**Direction 1**
Update everything from the start of the records down to the line containing "55 25 409 524", replacing "black picture frame" with "dark wooden frame" and leaving all else unchanged. Omit the pictures from your answer.

**Text section**
┌──
Auditing Your Hubspot Portal: How, When, and Why?

There are many benefits to regularly auditing your Hubspot Portal, which include increasing efficiency, reducing wasted time, preventing future confusion, and making it easier to onboard new users. 

The best time to audit your Hubspot portal is now. (Unless of course, you’ve just completed an audit in the past couple of weeks.) But if you’re reading this blog post, you most likely need some guidance.

First and foremost, when you're thinking about best practices: conduct a standard audit on a quarterly basis, and a deeper audit annually. 

So how do you conduct the audit? Let's start off with some best practices to keep in mind before we dive into some criteria. 

Need help with a HubSpot audit? Chat with us, we've got you covered. 

Best Practices 

Folders

When it comes to keeping things organized within your Hubspot portal, folders will become your best friend. While Hubspot makes it quite easy to create folders - and then move individual items into said folders - we often see that this is not fully taken advantage of. There can be a few understandable reasons for this.
└──
**Direction 2**
According to the HubSpot audit text, how often should a deeper audit be conducted?

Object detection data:
┌──
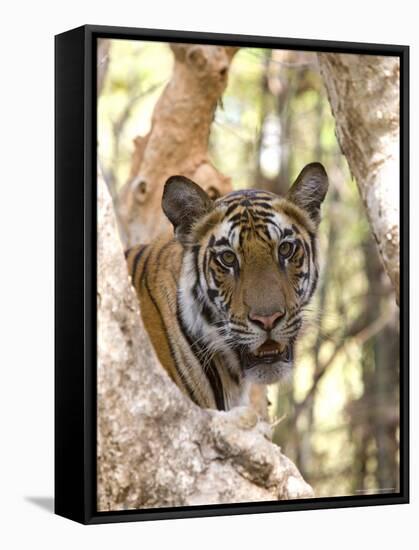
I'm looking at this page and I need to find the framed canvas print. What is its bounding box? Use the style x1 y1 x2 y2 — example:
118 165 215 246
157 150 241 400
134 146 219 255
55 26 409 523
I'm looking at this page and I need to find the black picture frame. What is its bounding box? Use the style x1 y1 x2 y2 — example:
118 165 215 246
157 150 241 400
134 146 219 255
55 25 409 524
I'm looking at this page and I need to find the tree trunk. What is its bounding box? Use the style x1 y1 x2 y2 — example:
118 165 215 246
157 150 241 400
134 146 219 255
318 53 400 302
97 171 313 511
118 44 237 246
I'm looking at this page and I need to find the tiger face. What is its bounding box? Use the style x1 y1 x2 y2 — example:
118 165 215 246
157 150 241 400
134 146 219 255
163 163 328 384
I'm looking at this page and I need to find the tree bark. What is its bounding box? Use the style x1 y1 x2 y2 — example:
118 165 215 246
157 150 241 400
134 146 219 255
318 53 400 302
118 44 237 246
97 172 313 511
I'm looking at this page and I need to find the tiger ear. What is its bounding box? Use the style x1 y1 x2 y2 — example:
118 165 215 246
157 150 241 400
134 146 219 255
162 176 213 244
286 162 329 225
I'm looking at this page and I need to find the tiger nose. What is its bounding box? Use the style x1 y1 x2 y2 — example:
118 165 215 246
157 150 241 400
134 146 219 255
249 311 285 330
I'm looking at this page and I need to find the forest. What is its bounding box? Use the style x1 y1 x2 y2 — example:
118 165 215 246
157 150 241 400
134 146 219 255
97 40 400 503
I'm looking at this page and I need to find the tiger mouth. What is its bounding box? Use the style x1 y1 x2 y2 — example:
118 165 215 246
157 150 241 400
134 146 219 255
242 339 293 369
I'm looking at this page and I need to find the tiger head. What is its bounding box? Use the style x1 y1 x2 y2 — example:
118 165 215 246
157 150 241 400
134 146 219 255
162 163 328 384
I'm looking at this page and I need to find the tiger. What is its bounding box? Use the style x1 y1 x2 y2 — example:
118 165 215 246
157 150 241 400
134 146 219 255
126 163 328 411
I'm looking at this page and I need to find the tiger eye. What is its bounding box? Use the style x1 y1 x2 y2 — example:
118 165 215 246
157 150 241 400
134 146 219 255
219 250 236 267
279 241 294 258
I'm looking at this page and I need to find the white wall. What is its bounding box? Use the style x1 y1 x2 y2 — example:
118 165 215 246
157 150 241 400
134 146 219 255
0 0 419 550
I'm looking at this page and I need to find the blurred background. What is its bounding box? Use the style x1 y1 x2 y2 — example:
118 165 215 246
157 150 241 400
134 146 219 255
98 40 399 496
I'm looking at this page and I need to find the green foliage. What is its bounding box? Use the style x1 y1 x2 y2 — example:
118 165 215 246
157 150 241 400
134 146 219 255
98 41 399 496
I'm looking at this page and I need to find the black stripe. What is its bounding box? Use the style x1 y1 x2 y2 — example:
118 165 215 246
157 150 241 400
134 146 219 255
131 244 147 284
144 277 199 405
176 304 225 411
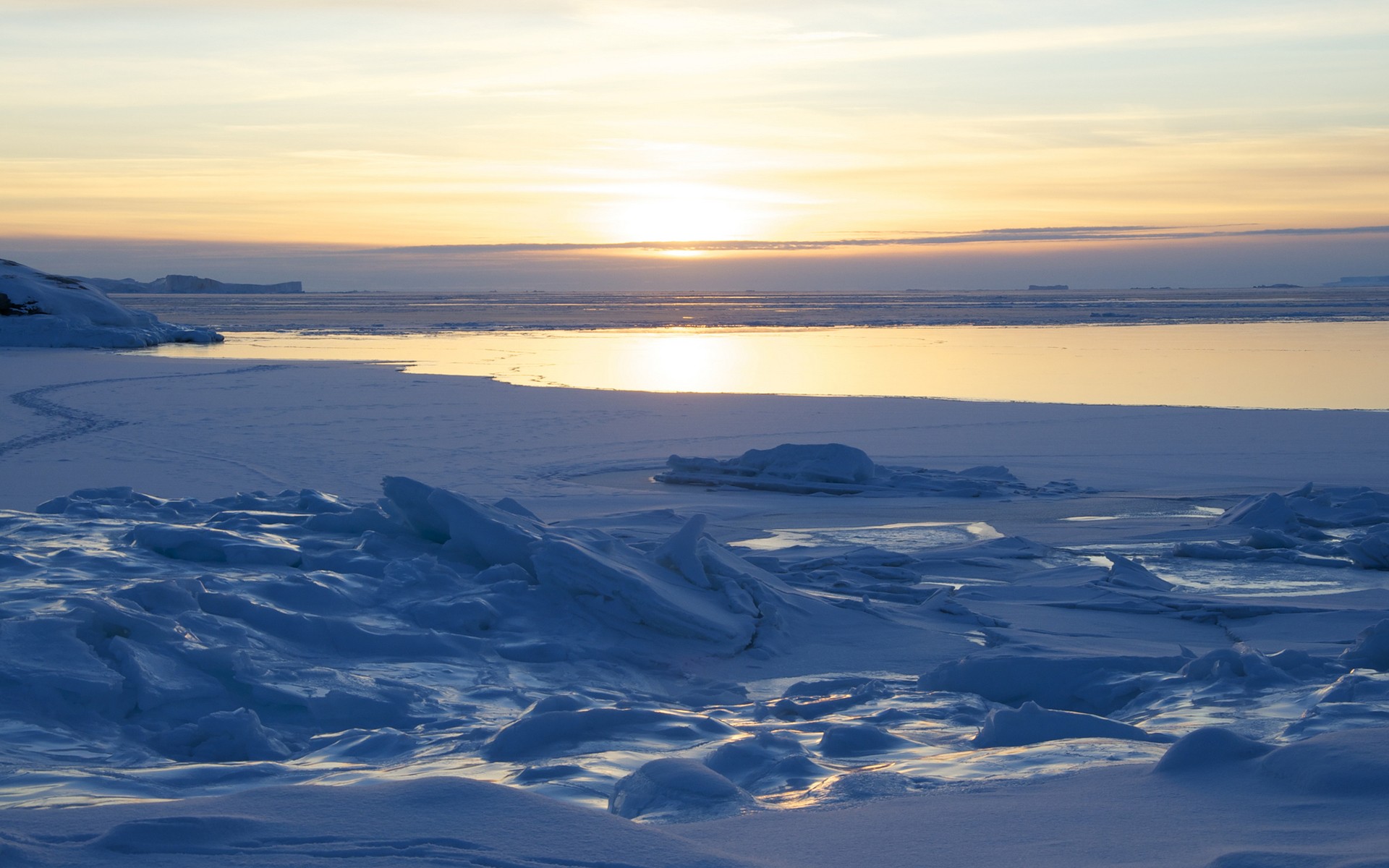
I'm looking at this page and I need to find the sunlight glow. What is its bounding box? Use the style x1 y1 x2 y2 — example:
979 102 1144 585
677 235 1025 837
└──
**Task solution 1**
I'm looking at this page and I need to find the framed canvas print. What is its bounding box? Use the style x1 y1 x2 y2 — example:
118 165 215 246
157 150 241 400
134 146 219 255
55 26 409 523
I'm looking at this page and I need to find the dark wooden frame. What is its bounding box? Use the style x1 y1 x2 y2 — example:
118 165 215 246
157 150 241 400
134 146 219 255
55 25 409 524

**Task solution 2**
A deeper audit should be conducted annually.